Written problem 1 ▸
Rewrite everything from the start of the entries below down to the line containing "top-left (0, 0), bottom-right (83, 72)", adding 113 to each coordinate given as an answer and keeping every other line unchanged. Omit the picture placeholder.

########################################

The natural landscape of most ski areas is a tremendous asset—offering amazing views, vast amounts of open space, cascading streams, and verdant forest. Since most guests live in a more urban environment, a trip to the mountains is about much more than recreational pursuits. The restorative nature of the mountain experience is universal, and should be at the forefront of our thinking relative to creating the year-round experience at our resorts.

John Muir said it best: “Keep close to Nature’s heart... and break clear away, once in awhile, and climb a mountain or spend a week in the woods. Wash your spirit clean.”

Much of this magic occurs on the mountain, but the design and detail of the base area contributes, too. Done right, a human-scale environment provides guests a place to socialize, relax, and enjoy life before and after skiing, or at any time in other seasons.

While winter’s blanket of white snow provides much of the season’s landscape, in the summertime a base area can seem like a barren dust bowl, lacking natural elements and character. With a strong focus on summer recreation and adventure parks, managers and operators need to pay attention to the summer condition of the resort and base area environment.

A great outdoor space is fundamental to providing a memorable guest experience, even if it doesn’t directly contribute to the bottom line. Successful outdoor spaces encourage guests to linger, and a memorable day is more likely to trigger the desire to return. Who in our business isn’t focused on increasing length of stay and repeat visitation?
The physical environment of the resort should reflect your brand and identity from the moment the guest arrives. That takes more than “shrubbing it up” or adding a couple flowerbeds here and there. More and more, guests want authenticity, preservation of the natural environment, and places to enjoy sun, shade, views, and socialize.

To gain a better understanding of this environment across the seasons, let’s break down the components that contribute to a successful outdoor experience.

The Arrival Experience

A guest’s experience begins at the moment of arrival. Your resort entry creates the first impression. These impressions set the tone for the day. Think: welcome. Think: life will be better here. Think: WOW! A well-executed sense of arrival establishes a place as a destination.

In most cases, the landscape is the palette to work with. Use it to capture an impressive view or craft a gateway to signal arrival. Announce the resort with an entry sign that embodies the resort’s brand and environment (think colors and materials, such as stone, wood, metal, and colors), as well as seasonal plantings and accent lighting. These all contribute to the experience.

A successful sense of arrival extends beyond the first intersection to where the guest gets out of the car. Don’t parade guests through a pothole-filled gravel parking lot to arrive at your resort. Establish a circulation route that defines the resort’s entry/arrival, and relegates the parking lot to a service role.

########################################

Written problem 2 ▸
Duplicate, word for word, everything in the ski-area landscape article from "In most cases, the" down to "a service role.".

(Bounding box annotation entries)

########################################

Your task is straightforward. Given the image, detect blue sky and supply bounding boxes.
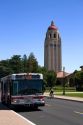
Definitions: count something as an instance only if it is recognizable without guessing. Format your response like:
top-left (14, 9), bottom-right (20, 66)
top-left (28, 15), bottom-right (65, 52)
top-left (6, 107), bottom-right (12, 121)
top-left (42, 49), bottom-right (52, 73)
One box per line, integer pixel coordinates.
top-left (0, 0), bottom-right (83, 72)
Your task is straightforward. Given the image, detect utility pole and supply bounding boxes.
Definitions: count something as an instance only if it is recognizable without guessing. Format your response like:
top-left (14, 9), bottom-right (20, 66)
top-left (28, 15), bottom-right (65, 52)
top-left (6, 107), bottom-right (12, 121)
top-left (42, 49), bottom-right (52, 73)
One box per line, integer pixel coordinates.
top-left (63, 67), bottom-right (65, 95)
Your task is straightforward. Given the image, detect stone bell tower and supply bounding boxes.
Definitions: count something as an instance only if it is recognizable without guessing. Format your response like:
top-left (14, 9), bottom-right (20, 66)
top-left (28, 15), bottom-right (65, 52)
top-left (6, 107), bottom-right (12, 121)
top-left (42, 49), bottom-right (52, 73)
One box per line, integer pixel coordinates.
top-left (44, 21), bottom-right (62, 72)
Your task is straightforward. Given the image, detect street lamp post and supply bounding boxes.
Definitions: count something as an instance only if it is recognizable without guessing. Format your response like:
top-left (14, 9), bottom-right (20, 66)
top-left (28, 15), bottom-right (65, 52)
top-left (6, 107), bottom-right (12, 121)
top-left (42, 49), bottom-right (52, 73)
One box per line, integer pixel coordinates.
top-left (63, 67), bottom-right (65, 95)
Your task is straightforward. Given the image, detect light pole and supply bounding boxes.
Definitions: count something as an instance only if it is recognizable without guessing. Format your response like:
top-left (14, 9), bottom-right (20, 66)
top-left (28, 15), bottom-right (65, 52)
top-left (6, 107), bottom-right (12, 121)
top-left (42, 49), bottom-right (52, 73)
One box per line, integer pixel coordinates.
top-left (63, 67), bottom-right (65, 95)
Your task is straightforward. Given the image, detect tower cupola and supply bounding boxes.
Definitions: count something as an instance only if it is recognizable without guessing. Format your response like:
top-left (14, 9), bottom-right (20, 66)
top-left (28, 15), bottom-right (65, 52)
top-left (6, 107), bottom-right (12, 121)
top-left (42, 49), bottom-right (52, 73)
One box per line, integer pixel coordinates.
top-left (48, 21), bottom-right (57, 30)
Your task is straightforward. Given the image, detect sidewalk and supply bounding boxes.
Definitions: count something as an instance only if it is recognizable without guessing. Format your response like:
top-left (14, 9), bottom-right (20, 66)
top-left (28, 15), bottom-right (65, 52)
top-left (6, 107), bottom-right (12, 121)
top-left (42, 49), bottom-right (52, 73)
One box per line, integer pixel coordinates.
top-left (0, 93), bottom-right (83, 125)
top-left (0, 104), bottom-right (36, 125)
top-left (44, 93), bottom-right (83, 102)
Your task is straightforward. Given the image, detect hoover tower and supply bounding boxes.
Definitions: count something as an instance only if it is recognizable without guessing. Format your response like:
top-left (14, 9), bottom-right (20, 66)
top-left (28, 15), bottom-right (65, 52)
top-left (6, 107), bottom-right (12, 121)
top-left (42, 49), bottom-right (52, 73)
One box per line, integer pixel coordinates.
top-left (44, 21), bottom-right (62, 72)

########################################

Final answer 1 ▸
Your task is straightforward. Given the image, detect blue sky and supply bounding boxes.
Definitions: count something as an instance only if it is recognizable without guessing. Format your response like:
top-left (14, 9), bottom-right (20, 66)
top-left (28, 15), bottom-right (65, 52)
top-left (6, 107), bottom-right (12, 121)
top-left (42, 49), bottom-right (52, 73)
One box per line, integer pixel coordinates.
top-left (113, 113), bottom-right (196, 185)

Final answer 2 ▸
In most cases, the landscape is the palette to work with. Use it to capture an impressive view or craft a gateway to signal arrival. Announce the resort with an entry sign that embodies the resort’s brand and environment (think colors and materials, such as stone, wood, metal, and colors), as well as seasonal plantings and accent lighting. These all contribute to the experience.

A successful sense of arrival extends beyond the first intersection to where the guest gets out of the car. Don’t parade guests through a pothole-filled gravel parking lot to arrive at your resort. Establish a circulation route that defines the resort’s entry/arrival, and relegates the parking lot to a service role.